*** EXERCISE PASSAGE Section Begins ***

The lyophilized antibodies or pharmaceutical compositions described
herein should be stored at between 2.degree. C. and 8.degree. C.,
in its original container and the antibodies, or pharmaceutical
compositions described herein should be administered within 1 week,
for example within 5 days, within 72 hours, within 48 hours, within
24 hours, within 12 hours, within 6 hours, within 5 hours, within 3
hours, or within 1 hour after being reconstituted. In an
alternative embodiment, one or more of the antibodies or
pharmaceutical compositions described herein is supplied in liquid
form in a hermetically sealed container indicating the quantity and
concentration of the antibody. In a further embodiment, the liquid
form of the administered composition is supplied in a hermetically
sealed container at least 0.25 mg/ml, for example at least 0.5
mg/ml, at least 1 mg/ml, at least 2.5 mg/ml, at least 5 mg/ml, at
least 8 mg/ml, at least 10 mg/ml, at least 15 mg/ml, at least 25
mg/ml, at least 50 mg/ml, at least 75 mg/ml or at least 100 mg/ml.
The liquid form should be stored at between 2.degree. C. and
8.degree. C. in its original container.
[0108] The antibodies described herein can be incorporated into a
pharmaceutical composition suitable for parenteral administration.

*** EXERCISE PASSAGE Section Ends ***
*** DATA EXTRACT Section Begins ***

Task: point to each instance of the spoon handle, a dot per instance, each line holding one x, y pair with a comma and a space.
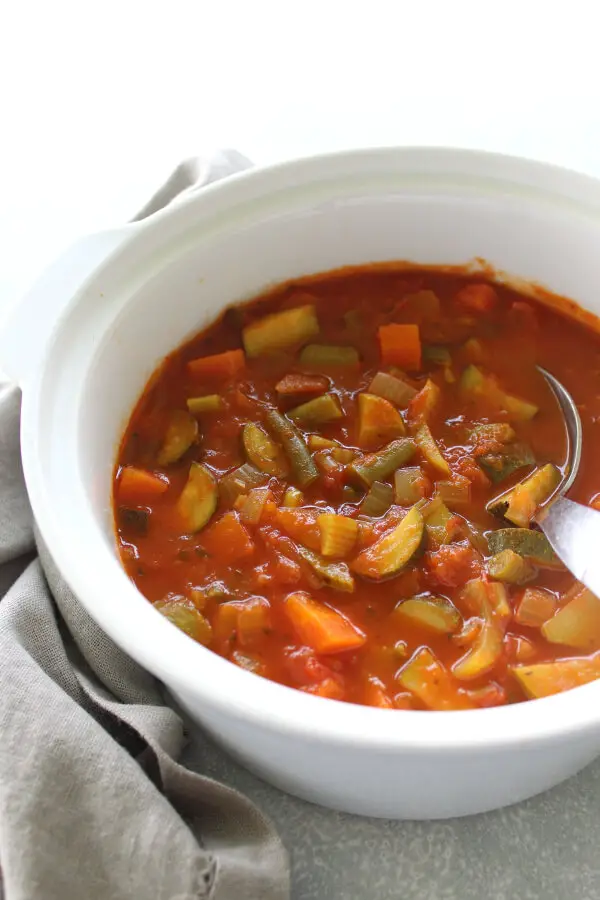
574, 533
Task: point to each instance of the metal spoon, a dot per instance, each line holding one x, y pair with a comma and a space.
572, 529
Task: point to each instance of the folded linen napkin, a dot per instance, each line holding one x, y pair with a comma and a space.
93, 805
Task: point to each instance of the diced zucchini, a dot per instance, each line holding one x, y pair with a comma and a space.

*** DATA EXTRACT Section Ends ***

■ **YOUR INSTRUCTIONS**:
Answer these questions about the antibody storage passage:
1. Within what longest period after reconstitution should the lyophilized antibodies or pharmaceutical compositions be administered?
2. What two things does the hermetically sealed container of the liquid form indicate?
3. For what type of administration can the antibodies be incorporated into a suitable pharmaceutical composition?

■ **TASK RESULT**:
1. Within 1 week.
2. The quantity and concentration of the antibody.
3. Parenteral administration.